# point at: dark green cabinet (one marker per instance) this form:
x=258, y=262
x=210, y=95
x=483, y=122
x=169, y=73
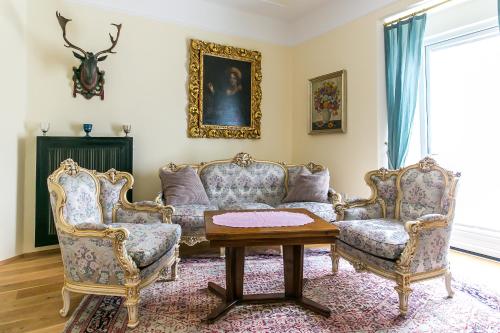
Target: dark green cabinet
x=95, y=153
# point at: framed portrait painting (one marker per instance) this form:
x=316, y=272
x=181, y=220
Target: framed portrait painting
x=328, y=103
x=224, y=91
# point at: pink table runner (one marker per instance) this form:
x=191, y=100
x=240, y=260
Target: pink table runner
x=261, y=219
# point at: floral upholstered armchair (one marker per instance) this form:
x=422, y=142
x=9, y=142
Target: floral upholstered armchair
x=402, y=232
x=109, y=246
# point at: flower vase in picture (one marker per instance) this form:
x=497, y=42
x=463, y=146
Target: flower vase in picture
x=327, y=111
x=326, y=114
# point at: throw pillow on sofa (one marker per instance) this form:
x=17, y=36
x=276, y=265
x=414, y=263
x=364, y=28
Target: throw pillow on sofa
x=183, y=187
x=309, y=187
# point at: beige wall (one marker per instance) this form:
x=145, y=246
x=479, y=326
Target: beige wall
x=12, y=110
x=145, y=86
x=358, y=48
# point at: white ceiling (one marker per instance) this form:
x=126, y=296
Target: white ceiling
x=286, y=10
x=284, y=22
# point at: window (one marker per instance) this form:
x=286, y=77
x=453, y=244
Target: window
x=458, y=123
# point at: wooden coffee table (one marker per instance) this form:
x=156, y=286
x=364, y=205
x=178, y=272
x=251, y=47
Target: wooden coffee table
x=291, y=238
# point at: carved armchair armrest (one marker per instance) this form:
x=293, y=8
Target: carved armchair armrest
x=96, y=253
x=142, y=212
x=360, y=209
x=159, y=199
x=427, y=245
x=91, y=226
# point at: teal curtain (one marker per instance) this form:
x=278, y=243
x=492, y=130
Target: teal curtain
x=403, y=54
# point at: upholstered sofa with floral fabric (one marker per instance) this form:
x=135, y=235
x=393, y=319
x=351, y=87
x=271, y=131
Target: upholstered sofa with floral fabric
x=109, y=246
x=243, y=183
x=402, y=231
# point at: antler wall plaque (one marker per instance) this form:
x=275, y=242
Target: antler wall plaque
x=88, y=79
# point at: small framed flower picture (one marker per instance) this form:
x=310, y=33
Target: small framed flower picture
x=328, y=105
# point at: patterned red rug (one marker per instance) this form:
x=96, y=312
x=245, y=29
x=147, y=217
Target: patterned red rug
x=360, y=302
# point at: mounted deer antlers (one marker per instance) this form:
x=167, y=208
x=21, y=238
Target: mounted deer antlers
x=88, y=80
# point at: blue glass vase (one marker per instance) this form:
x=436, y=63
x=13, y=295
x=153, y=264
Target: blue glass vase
x=87, y=128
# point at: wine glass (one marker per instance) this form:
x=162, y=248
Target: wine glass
x=44, y=127
x=87, y=128
x=127, y=129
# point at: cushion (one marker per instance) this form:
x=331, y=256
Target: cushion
x=323, y=210
x=148, y=242
x=246, y=205
x=182, y=187
x=310, y=187
x=191, y=219
x=384, y=238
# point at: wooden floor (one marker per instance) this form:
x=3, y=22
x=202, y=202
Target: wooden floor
x=30, y=290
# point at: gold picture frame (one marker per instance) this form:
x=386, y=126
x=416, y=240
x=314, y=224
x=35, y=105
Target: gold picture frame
x=224, y=91
x=328, y=103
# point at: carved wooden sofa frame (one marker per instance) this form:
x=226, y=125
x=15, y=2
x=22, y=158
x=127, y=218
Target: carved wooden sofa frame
x=402, y=273
x=242, y=160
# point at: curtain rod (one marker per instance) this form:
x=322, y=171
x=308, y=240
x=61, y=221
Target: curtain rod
x=416, y=13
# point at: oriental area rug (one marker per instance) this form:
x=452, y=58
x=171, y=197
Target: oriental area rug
x=360, y=302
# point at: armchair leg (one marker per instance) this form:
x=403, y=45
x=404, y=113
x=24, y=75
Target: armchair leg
x=66, y=302
x=175, y=266
x=404, y=290
x=132, y=304
x=447, y=281
x=335, y=259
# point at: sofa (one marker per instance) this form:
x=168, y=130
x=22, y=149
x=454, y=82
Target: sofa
x=402, y=232
x=243, y=183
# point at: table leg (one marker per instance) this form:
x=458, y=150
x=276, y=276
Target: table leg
x=293, y=262
x=233, y=293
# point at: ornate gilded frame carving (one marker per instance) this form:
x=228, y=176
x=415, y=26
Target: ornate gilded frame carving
x=196, y=128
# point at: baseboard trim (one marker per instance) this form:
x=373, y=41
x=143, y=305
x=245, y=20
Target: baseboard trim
x=475, y=254
x=29, y=255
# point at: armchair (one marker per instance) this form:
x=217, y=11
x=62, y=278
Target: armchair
x=109, y=246
x=402, y=231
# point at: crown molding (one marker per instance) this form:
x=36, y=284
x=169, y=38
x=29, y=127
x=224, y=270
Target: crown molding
x=212, y=17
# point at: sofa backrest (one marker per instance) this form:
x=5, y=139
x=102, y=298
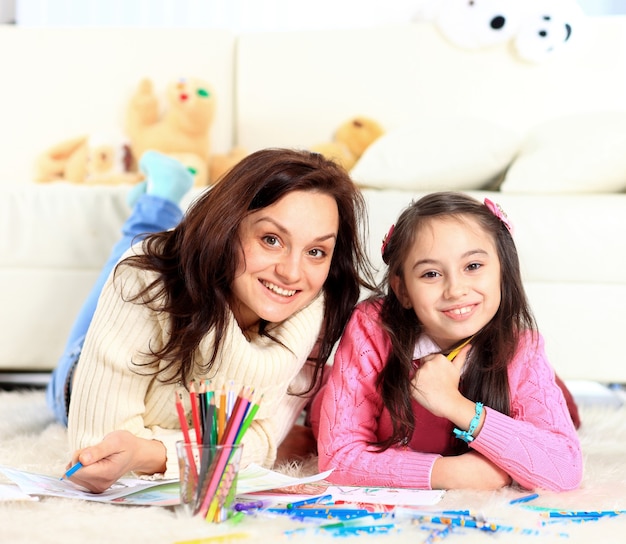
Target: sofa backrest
x=61, y=83
x=398, y=73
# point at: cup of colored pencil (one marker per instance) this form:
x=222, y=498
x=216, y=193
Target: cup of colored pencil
x=208, y=479
x=210, y=454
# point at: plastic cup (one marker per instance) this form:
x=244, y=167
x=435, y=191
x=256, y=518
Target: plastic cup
x=208, y=479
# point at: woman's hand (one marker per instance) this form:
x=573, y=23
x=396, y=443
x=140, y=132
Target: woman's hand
x=119, y=452
x=470, y=470
x=297, y=445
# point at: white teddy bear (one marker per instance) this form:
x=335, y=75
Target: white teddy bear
x=535, y=28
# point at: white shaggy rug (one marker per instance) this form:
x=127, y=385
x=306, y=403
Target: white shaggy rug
x=29, y=440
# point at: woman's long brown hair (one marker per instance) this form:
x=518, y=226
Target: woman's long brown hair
x=196, y=262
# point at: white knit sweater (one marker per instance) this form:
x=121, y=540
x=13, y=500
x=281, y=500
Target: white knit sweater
x=110, y=393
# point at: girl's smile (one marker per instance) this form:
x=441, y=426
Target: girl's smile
x=451, y=279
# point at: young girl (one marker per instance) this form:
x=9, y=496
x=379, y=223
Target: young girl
x=402, y=408
x=254, y=286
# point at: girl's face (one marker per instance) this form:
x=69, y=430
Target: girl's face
x=287, y=251
x=451, y=279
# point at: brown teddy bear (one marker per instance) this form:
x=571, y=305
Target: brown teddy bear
x=183, y=129
x=181, y=132
x=351, y=139
x=88, y=159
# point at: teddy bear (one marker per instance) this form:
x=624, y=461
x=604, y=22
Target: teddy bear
x=350, y=140
x=182, y=131
x=534, y=29
x=96, y=159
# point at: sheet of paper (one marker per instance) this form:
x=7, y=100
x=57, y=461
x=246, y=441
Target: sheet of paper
x=146, y=492
x=379, y=496
x=10, y=492
x=255, y=478
x=389, y=496
x=39, y=484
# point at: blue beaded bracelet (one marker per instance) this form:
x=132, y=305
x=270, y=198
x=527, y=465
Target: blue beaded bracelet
x=468, y=435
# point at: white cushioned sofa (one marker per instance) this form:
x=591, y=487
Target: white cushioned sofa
x=544, y=136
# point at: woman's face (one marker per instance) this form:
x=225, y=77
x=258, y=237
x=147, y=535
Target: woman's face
x=451, y=279
x=287, y=251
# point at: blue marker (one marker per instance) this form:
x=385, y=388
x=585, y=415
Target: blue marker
x=312, y=500
x=71, y=470
x=525, y=498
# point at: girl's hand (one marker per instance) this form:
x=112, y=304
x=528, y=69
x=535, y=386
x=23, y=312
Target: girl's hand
x=436, y=384
x=119, y=452
x=470, y=470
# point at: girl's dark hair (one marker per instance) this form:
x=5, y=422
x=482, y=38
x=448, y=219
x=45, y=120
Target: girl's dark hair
x=485, y=374
x=195, y=263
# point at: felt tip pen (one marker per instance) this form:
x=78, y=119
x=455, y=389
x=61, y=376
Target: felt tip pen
x=525, y=498
x=71, y=470
x=312, y=500
x=252, y=505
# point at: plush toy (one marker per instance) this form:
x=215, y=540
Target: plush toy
x=182, y=131
x=94, y=159
x=351, y=139
x=535, y=28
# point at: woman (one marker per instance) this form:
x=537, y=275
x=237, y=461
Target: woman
x=253, y=287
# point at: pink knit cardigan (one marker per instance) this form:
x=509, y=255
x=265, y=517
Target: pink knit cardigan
x=537, y=445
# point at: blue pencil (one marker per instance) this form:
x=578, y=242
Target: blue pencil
x=525, y=498
x=71, y=470
x=312, y=500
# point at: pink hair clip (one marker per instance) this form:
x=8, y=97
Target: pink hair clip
x=497, y=210
x=386, y=241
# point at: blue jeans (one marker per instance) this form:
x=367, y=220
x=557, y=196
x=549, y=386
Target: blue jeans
x=150, y=214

**Given exercise**
Can you edit the rows starting at the line containing "# point at: armchair (one" and ending at the line containing "x=398, y=73", so that "crown molding" becomes "ceiling trim" and nothing else changes? Leave the pictures out.

**Expected output**
# point at: armchair (one marker per instance) this form:
x=217, y=11
x=62, y=278
Target: armchair
x=109, y=246
x=402, y=231
# point at: ceiling trim (one marker per instance) this form:
x=36, y=284
x=169, y=38
x=29, y=127
x=224, y=270
Target: ceiling trim
x=212, y=17
# point at: sofa backrest (one marker per instance) this form:
x=5, y=139
x=102, y=298
Target: sofa backrest
x=61, y=83
x=398, y=73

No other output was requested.